* Exercise goal: Which lines in the data below contain the string "Target" with the same capitalization? Copy out every one of them.

* Provided material:
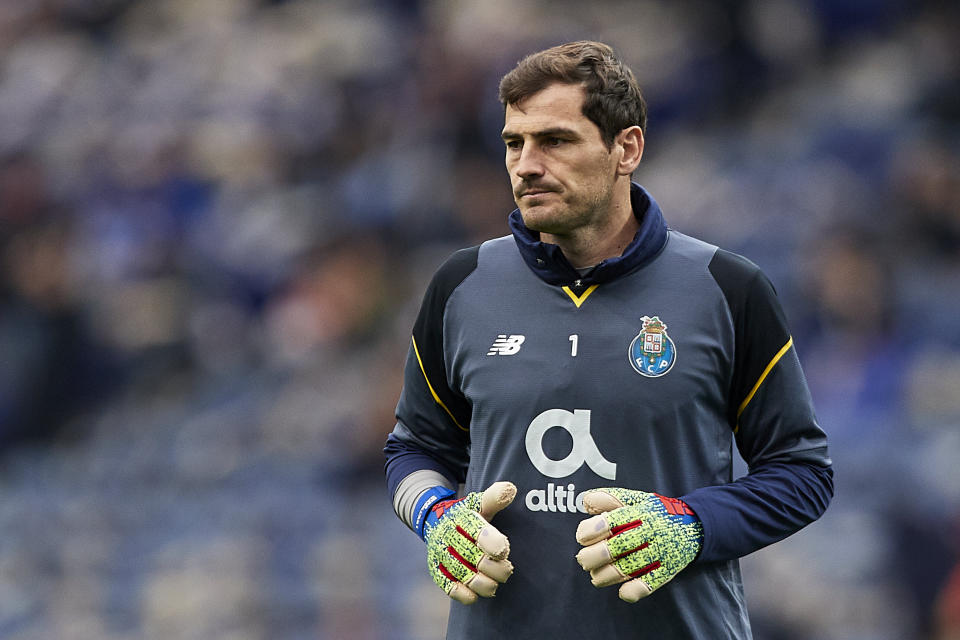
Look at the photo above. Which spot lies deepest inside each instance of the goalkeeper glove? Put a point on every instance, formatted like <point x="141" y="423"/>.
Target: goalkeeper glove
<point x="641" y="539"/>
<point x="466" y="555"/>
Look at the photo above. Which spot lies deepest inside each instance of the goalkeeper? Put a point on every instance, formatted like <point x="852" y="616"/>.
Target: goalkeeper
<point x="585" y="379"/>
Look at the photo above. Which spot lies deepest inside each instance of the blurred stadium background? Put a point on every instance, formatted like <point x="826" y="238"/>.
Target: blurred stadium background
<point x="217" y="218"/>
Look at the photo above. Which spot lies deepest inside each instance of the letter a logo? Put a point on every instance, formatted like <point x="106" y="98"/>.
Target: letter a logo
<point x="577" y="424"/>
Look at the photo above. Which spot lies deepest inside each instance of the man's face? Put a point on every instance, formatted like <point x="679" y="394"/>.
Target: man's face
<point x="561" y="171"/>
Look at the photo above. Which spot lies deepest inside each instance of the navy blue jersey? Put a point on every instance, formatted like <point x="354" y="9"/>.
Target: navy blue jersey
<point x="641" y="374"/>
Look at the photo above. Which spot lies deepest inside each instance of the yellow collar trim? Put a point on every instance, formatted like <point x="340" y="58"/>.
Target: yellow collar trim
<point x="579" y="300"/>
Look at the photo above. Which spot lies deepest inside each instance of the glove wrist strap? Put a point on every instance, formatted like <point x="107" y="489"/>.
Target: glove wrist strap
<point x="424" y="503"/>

* * *

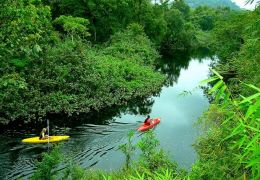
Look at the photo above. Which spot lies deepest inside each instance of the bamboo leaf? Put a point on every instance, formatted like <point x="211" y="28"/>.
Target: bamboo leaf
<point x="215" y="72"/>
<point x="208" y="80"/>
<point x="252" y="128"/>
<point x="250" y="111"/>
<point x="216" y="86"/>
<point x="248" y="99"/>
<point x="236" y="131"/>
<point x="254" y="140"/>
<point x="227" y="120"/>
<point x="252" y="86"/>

* Solution below:
Target: goalkeeper glove
Target: goalkeeper
Target: blurred stadium background
Target: letter a logo
Target: man's face
Target: navy blue jersey
Target: yellow collar trim
Target: glove wrist strap
Target: bamboo leaf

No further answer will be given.